→ **Ваша задача**
Определите, согласуются ли с отрывком о раскрытом литературном псевдониме три утверждения. На каждое ответьте «да» или «нет» и приведите дословно решающие слова отрывка.
1. От интервенции СССР в Западную Германию удерживает позиция США и Англии.
2. Литературный псевдоним автора раньше уже раскрывался по радио.
3. По словам автора, для оценки стихов важно знать, как его зовут на самом деле.

→ **Цитируемый отрывок**
----

Дело в том, что по договору между державами-победительницами в последней войне, каждая из них имеет право интервенции в Западной Германии, если там, по ее мнению, возникает опасность возрождения нацизма. СССР уже неоднократно грозил Западной Германии такой интервенцией (повод найти легко!), и только позиция в этом вопросе США и Англии его от этого шага удерживает. Однако, ручаться, что интервенции никогда не будет – нельзя, стоит только измениться международной ситуации и равновесию сил. Поговаривают и о том, что и США, и Англия могут отказаться от дальнейшей защиты Западной Германии от СССР, и тогда у последней будут развязаны руки. Если СССР вторгнется в Западную Германию – все ее бывшие граждане, в ней проживающие, станут его добычей, и всех их выловят по готовым спискам до единого, для последующей расправы. Вот потому-то все эмигранты, живущие в Европе и особенно в Германии, всячески скрывают всякие о себе данные. Так приходилось и приходится поступать и мне; и до сегодняшнего дня мой литературный псевдоним ни в печати, ни в радио раскрыт не был. Теперь это произошло, и обоих нас чрезвычайно встревожило. Для оценки моих стихов, в частности, ведь совершенно неважно, как меня по-настоящему зовут, кто был мой отец, где я живу, и т. п. Что сделано, то сделано, тут уж ничего поправить нельзя, но очень, очень неприятно, что оно так произошло».

----

→ **Раздел данных**
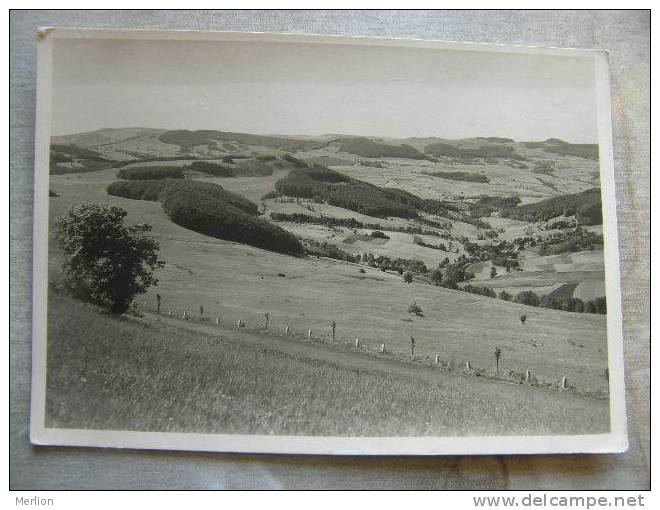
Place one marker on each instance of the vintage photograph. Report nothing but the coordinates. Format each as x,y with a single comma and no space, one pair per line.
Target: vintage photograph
280,243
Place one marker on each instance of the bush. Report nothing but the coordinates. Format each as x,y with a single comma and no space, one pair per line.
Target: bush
105,259
150,172
325,185
208,209
216,169
586,206
369,149
137,190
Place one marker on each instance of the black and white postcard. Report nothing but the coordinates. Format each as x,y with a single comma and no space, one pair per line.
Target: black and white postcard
312,244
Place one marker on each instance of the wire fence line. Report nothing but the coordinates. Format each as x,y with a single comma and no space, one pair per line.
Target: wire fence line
265,323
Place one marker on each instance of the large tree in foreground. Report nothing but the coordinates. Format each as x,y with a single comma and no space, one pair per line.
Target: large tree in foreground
104,259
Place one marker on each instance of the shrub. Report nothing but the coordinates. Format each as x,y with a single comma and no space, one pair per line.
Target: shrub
459,176
366,148
527,297
137,190
325,185
208,209
436,276
218,213
586,206
105,259
150,172
216,169
379,235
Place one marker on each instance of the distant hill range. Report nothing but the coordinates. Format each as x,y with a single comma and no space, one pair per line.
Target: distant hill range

----

→ **Результат**
1. Да: «и только позиция в этом вопросе США и Англии его от этого шага удерживает».
2. Нет: «до сегодняшнего дня мой литературный псевдоним ни в печати, ни в радио раскрыт не был».
3. Нет: «Для оценки моих стихов, в частности, ведь совершенно неважно, как меня по-настоящему зовут».